Consegne —
**a.** Nel testo sul cibo in famiglia, quale piatto prepara chi scrive per i fratelli la prima volta che cucina?
**b.** Riporta tale e quale il passo del testo sul cibo in famiglia da "A volte guardavo" fino a "per il futuro." compreso.

Non avrei mai pensato che sarei stata così interessata al cibo. Ma, in tutta onestà, il cibo ha preoccupato ogni singola donna della mia famiglia, soprattutto perché una donna viene giudicata in base alle sue capacità culinarie. La capacità di preparare un riso perfetto – mufalfal (cotto bene ma non appiccicoso) – è il barometro con cui si misura il talento di una donna come muaadallah (cuoca cordon bleu). Quando ho cucinato per la prima volta, è stato perché dovevo, non perché volevo. Mia madre era andata in ospedale per partorire il mio terzo fratello e sarebbe stata via per tre giorni. Dovevo dimostrare di essere all’altezza della responsabilità, quindi ho deciso di preparare il moloukhiyeh, un piatto che amo, per i miei fratelli. Tutto perfetto, anche il riso. Sfortunatamente, mancava di sale, ma questo non era un problema, poiché chi voleva più sale poteva semplicemente aggiungerlo nei propri piatti. L’aspetto più importante del pasto, però, era il riso. Quel giorno mi guadagnai il titolo di muaadallah, ma dovevo dimostrare di saper fare anche altri piatti più difficili.

Maftool

Le donne della mia famiglia – mia nonna e le sue cognate, le mie zie e le mie cugine – si incontravano in varie occasioni formali o informali, di solito intorno a un pasto. Spesso preparavano il concentrato di pomodoro fatto in casa mentre noi, le ragazze più giovani, le aiutavamo con quei compiti che non richiedevano ingredienti o abilità particolari. Lavavamo, affettavamo e pressavamo i pomodori da consegnare alle donne più esperte per farli cuocere su un fornello a legna, mescolandoli bene e aggiungendo la giusta quantità di sale necessaria per conservarli prima di versarli nei barattoli.

A volte guardavo mia nonna fare una grande palla di pasta, un altro modo per misurare la maestria di una donna in cucina. Speravo che un giorno mi avrebbe fatto provare a fare l’impasto, ma quello è rimasto un semplice sogno perché non mi è mai stato permesso di toccare il cibo a causa dell’ossessione di mia nonna per l’igiene. Ma l’immagine dell’impasto è rimasta nella mia memoria e nei miei sogni per il futuro.

Hisin Mardi, la nonna dell’autrice

La guardavo anche preparare il maftoul (couscous), un pasto che noi bambini amavamo, sempre impazienti di vedere lo stufato di zucca e ceci che veniva versato sul maftoul per renderlo pronto da mangiare. Imploravamo mia nonna di darci come spuntino un po’ del maftoul al vapore marinato in puro olio d’oliva. Ho chiesto più volte a mia nonna e alle altre donne della mia famiglia di farmi preparare il maftoul, ma invano. Per loro, ciò richiedeva un’abilità ed un’esperienza speciali che si potevano acquisire solo da adulti.

Sezione dati —
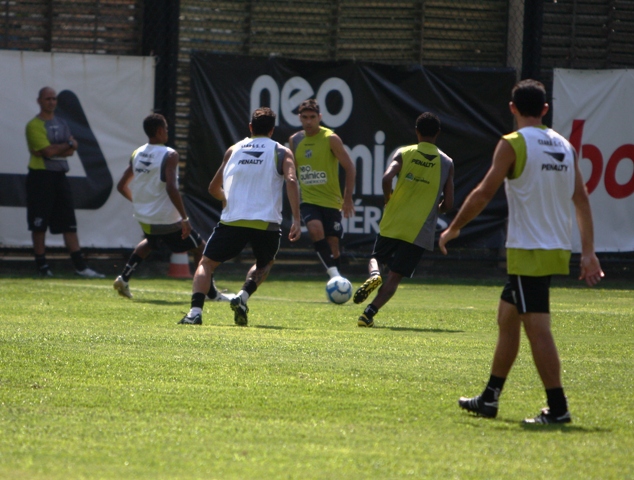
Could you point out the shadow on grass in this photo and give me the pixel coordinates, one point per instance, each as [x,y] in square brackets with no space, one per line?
[503,423]
[422,330]
[161,302]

Risultati per consegna —
**a.** Il moloukhiyeh.

**b.**
A volte guardavo mia nonna fare una grande palla di pasta, un altro modo per misurare la maestria di una donna in cucina. Speravo che un giorno mi avrebbe fatto provare a fare l’impasto, ma quello è rimasto un semplice sogno perché non mi è mai stato permesso di toccare il cibo a causa dell’ossessione di mia nonna per l’igiene. Ma l’immagine dell’impasto è rimasta nella mia memoria e nei miei sogni per il futuro.